◆ **PROBLEM**
Repeat the data verbatim.
[Start GIVEN RECORDS]
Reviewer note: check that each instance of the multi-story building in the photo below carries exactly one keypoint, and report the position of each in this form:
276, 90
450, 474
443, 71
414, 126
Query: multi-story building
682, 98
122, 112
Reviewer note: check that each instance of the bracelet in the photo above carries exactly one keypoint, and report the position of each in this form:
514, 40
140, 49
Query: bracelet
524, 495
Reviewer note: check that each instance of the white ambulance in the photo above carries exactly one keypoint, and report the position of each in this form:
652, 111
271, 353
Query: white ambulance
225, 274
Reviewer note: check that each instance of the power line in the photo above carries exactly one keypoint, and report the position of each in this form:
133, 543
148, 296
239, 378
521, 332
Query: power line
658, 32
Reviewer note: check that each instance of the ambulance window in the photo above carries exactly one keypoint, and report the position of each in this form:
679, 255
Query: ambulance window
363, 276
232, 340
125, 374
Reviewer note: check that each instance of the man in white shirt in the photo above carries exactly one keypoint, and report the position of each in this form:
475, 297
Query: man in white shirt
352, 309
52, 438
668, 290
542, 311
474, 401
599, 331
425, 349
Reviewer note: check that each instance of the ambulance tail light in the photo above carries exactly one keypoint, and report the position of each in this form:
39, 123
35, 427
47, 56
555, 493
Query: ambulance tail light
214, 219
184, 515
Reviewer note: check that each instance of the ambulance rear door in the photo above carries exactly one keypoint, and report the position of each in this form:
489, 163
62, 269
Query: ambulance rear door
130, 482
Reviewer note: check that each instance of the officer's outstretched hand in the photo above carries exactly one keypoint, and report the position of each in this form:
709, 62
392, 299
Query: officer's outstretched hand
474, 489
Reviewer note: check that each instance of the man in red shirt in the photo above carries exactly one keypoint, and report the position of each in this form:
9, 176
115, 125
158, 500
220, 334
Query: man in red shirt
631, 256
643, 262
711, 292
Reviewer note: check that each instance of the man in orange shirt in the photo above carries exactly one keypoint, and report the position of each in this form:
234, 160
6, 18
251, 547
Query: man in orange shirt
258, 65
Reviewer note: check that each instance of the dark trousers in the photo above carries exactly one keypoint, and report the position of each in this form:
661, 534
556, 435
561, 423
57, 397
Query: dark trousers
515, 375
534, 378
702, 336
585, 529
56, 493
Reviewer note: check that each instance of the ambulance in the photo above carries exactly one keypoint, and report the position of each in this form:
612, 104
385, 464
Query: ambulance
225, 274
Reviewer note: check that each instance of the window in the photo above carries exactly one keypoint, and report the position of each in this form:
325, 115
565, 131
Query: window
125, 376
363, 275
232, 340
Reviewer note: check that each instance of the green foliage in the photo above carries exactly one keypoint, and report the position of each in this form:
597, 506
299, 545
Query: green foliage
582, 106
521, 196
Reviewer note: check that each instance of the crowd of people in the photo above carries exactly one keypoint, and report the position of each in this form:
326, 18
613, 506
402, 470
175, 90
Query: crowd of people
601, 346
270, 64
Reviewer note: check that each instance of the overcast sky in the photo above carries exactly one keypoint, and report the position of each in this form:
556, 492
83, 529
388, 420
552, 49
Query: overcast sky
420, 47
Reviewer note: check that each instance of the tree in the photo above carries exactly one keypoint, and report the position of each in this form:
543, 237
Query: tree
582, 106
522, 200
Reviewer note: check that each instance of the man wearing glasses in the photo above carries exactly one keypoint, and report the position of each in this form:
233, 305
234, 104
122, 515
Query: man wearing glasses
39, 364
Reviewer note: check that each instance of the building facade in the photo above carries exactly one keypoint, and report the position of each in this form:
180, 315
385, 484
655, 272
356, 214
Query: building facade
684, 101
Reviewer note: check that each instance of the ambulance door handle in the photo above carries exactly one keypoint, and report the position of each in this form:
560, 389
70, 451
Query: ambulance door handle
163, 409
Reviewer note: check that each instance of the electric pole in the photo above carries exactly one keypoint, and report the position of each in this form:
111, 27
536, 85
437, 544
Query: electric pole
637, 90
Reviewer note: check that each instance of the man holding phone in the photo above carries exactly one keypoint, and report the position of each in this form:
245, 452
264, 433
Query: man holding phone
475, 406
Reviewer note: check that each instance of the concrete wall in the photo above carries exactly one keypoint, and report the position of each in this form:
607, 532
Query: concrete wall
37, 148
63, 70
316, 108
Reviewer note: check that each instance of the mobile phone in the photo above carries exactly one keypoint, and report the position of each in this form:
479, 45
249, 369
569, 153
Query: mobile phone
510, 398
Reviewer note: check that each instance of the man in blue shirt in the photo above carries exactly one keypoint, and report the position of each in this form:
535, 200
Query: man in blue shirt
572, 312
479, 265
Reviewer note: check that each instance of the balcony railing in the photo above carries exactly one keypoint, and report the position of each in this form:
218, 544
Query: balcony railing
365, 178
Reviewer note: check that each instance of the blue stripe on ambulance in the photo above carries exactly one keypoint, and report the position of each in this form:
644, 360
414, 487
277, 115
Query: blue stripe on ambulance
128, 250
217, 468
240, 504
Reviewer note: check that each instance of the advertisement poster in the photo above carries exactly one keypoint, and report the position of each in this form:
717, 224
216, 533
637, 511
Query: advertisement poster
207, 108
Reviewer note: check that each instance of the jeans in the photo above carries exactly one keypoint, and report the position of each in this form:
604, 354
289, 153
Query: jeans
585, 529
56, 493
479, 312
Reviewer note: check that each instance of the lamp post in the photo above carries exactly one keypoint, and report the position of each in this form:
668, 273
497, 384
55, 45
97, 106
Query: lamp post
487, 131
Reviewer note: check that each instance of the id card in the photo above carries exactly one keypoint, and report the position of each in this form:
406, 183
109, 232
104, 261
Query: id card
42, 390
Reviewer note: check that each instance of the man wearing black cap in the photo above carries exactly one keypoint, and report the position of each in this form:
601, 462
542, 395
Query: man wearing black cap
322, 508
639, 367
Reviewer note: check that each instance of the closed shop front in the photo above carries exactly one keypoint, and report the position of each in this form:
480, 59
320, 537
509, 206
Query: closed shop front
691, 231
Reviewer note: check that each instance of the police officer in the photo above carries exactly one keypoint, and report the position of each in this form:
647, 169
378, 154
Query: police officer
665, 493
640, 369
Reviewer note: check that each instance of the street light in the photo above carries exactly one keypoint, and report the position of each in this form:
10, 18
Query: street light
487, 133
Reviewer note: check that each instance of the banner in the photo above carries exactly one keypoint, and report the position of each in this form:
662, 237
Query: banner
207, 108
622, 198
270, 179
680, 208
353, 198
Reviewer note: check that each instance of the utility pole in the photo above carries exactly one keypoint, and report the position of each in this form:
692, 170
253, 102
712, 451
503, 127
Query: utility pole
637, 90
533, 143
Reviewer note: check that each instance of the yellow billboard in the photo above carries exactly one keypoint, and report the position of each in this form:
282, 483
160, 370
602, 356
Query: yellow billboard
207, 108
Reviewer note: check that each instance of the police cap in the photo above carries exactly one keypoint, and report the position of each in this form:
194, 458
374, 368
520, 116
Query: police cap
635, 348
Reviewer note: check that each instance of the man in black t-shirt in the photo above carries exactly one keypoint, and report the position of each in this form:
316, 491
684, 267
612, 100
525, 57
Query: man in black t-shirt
[End GIVEN RECORDS]
◆ **EXERCISE RESULT**
Reviewer note: check that each instance of the multi-story building in the photo below carries exactly one keypoint, and report the position of each in this form:
276, 90
450, 474
443, 71
414, 126
Query: multi-story building
682, 98
122, 112
Reviewer note: check that each instance of the bracelet in the photo above carries exactly one keypoint, and report the position of each in this form:
514, 40
140, 49
Query: bracelet
524, 495
Reviewer note: check that each instance of the white ambulance in the photo above carries exactly one keypoint, and report the position of each in this form:
652, 111
271, 353
Query: white ambulance
225, 274
Reviewer note: check that each instance of the power line in the photo above carries exactly one keypoint, and report the position of each in this form:
133, 543
148, 296
239, 378
521, 332
Query: power line
658, 32
Reviewer note: check that each instance of the ambulance window in the photo above carries exactly one keypoint, and report the position of each in this form:
679, 255
Query: ambulance window
363, 276
232, 340
125, 374
Reviewer note: check that each instance of the man in white shirt in the photo above carries exactly one keypoint, and report the position of each in this form:
475, 297
Query: man in white shirt
352, 309
52, 438
668, 290
542, 311
474, 401
599, 331
425, 349
Reviewer note: check that each instance of the ambulance tail light in the photo above carries exactly one keypoint, and report the position of each in this form:
39, 123
35, 427
47, 56
555, 493
Query: ambulance tail light
214, 219
184, 515
Reviewer note: check that each instance of the ambulance rear door in the photo above carries exactly one keypoint, and report the position of each in this form:
489, 163
62, 269
Query: ambulance rear door
130, 482
Reviewer note: check that each instance of the officer's outstretched hand in the photo above carries exactly one keypoint, and report the position of each in this form:
709, 62
392, 299
Query: officer's outstretched hand
474, 489
Reviewer note: check that each instance of the man in red shirt in the photo above carries exactly one keypoint, and report the position of each in this form:
9, 176
115, 125
158, 500
220, 334
Query: man in red shirt
631, 256
643, 262
711, 292
Reviewer note: check that each instance of the man in orange shirt in the photo above carries exactly one keypoint, and report the position of each in this form:
234, 160
6, 18
251, 547
Query: man in orange shirt
258, 65
Reviewer note: check that each instance of the dark trousers in the photo above carries exactly one keypoint, and report the position of each in this form:
661, 534
556, 435
561, 423
57, 397
Query: dark trousers
515, 375
534, 378
702, 336
585, 529
56, 493
Reviewer note: check that each instance of the ambulance in the photo above carries exactly one keypoint, and report the position of each in this form:
612, 104
385, 464
Query: ambulance
225, 274
Reviewer note: check that each instance of the window in the photo above carries exactly one keypoint, and report the position of each in this form:
325, 115
565, 131
Query: window
125, 376
363, 275
232, 340
Reviewer note: check that each instance of the green foliage in the photo above carries exactly one keypoint, and report the position of each in this form:
597, 506
299, 545
Query: green foliage
582, 106
521, 196
Reviewer note: check that each instance of the crowd of people in the photo above carries exactly one keypoint, and report the position of each in this form:
326, 18
613, 506
402, 470
175, 90
Query: crowd of people
601, 346
270, 64
Reviewer note: check that each instance of the overcast sky in the photo above carries exactly one keypoint, and report the position of each in this form:
556, 492
83, 529
388, 420
552, 49
Query: overcast sky
420, 47
Reviewer note: check that each instance of the tree in the photo above carries exactly one keypoint, and report the position of each in this form:
543, 237
Query: tree
582, 106
522, 200
Reviewer note: check that each instance of the man wearing glasses in the photo above carries exactly one keypoint, and report the position of each in this form:
233, 305
234, 104
122, 515
Query: man wearing glasses
39, 364
Reviewer note: check that each instance of the building facade in the photo above carries exactly one keypoint, and report the position of each in this form:
180, 315
385, 484
655, 272
356, 214
Query: building facade
684, 101
Reviewer note: check that each instance of the ambulance door handle in the photo above carries exactly one keypoint, and report the position of each in this form:
560, 389
70, 451
Query: ambulance door handle
163, 409
Reviewer note: check that each instance of the electric pole in the photo above carries exactly one keypoint, and report the position of each in this form:
111, 27
536, 85
437, 544
Query: electric pole
637, 90
Reviewer note: check that each instance of the man holding phone in the photo above carries exactly one keypoint, and report the position of each in this form:
245, 452
264, 433
Query: man holding phone
475, 406
Reviewer note: check that each instance of the concrete wall in the photo above carries exactly one keypoint, and report the position of each in this form:
607, 532
Query: concrete wall
37, 148
63, 70
316, 108
Reviewer note: check that each instance of the mobile phone in the photo above carries exactly one keypoint, and report the position of each in this form:
479, 45
249, 369
569, 153
Query: mobile phone
510, 398
Reviewer note: check that each instance of the man in blue shirt in the photo above carries exactly one keypoint, and report the position of each in this form:
535, 200
Query: man in blue shirt
572, 312
479, 265
Reviewer note: check that each instance of the balcony railing in the photo above carries exactly one keypoint, and report the position of each in this form:
218, 544
Query: balcony railing
365, 178
Reviewer note: check that each instance of the blue stripe on ambulance in the photo above carries exactly one keypoint, and report the position of each in this form:
644, 360
414, 487
277, 115
Query: blue stripe on ambulance
128, 250
217, 468
240, 504
Reviewer note: check that each instance of the advertisement poster in the photo above carries exactly one keypoint, and report the position of each in this form:
717, 224
216, 533
637, 511
Query: advertisement poster
207, 108
Reviewer note: check that each instance of the jeans in the photo above carries exactly one keypoint, and report the position of each in this form:
604, 354
289, 153
Query: jeans
585, 529
56, 493
479, 312
Reviewer note: check that each instance of the lamp post in the photo above carries exactly one keypoint, and report the position of each in this form:
668, 273
497, 384
55, 45
97, 106
Query: lamp post
487, 131
Reviewer note: check that each instance of the id card in the photo above carries exactly one keypoint, and report the position of each in this form:
406, 183
109, 232
104, 261
Query: id card
42, 390
Reviewer note: check that each instance of the man wearing black cap in the photo above carries exactly one keypoint, and report the position of each in this form:
601, 462
542, 395
Query: man wearing black cap
322, 508
639, 367
Reviewer note: check that each instance of the closed shop front in the photo above carries exactly one keypoint, and report the position of each in this form:
480, 59
320, 537
509, 206
Query: closed shop front
691, 231
Reviewer note: check that each instance of the police officer in the photo above carries exactly one keypoint, and report the position of each in this form:
647, 169
378, 154
Query: police officer
665, 493
640, 369
Reviewer note: check that each instance of the street light in the photo above carries exactly one keypoint, and report the position of each in this form:
10, 18
Query: street light
487, 133
Reviewer note: check that each instance of the banner in the photo above carries exactly one keypoint, and report the position of each in this form:
662, 237
Query: banner
207, 108
622, 198
270, 179
680, 208
353, 198
Reviewer note: check that each instance of the utility pole in the photo above carries exactly one keypoint, and report the position of each in this form:
692, 170
253, 102
712, 451
503, 127
Query: utility pole
637, 90
533, 143
Reviewer note: check that each instance of the yellow billboard in the photo above carries exactly one keypoint, and report the position of each in this form:
282, 483
160, 370
602, 356
Query: yellow billboard
207, 108
Reviewer note: check that each instance of the police cap in the photo above carries exactly one keypoint, and report the position of each in this form:
194, 458
374, 368
520, 116
Query: police cap
635, 348
Reviewer note: check that each instance of the man in black t-shirt in the photo above carries exactly one keypoint, and report the position of each in this form:
316, 491
684, 267
612, 100
525, 57
Query: man in black t-shirt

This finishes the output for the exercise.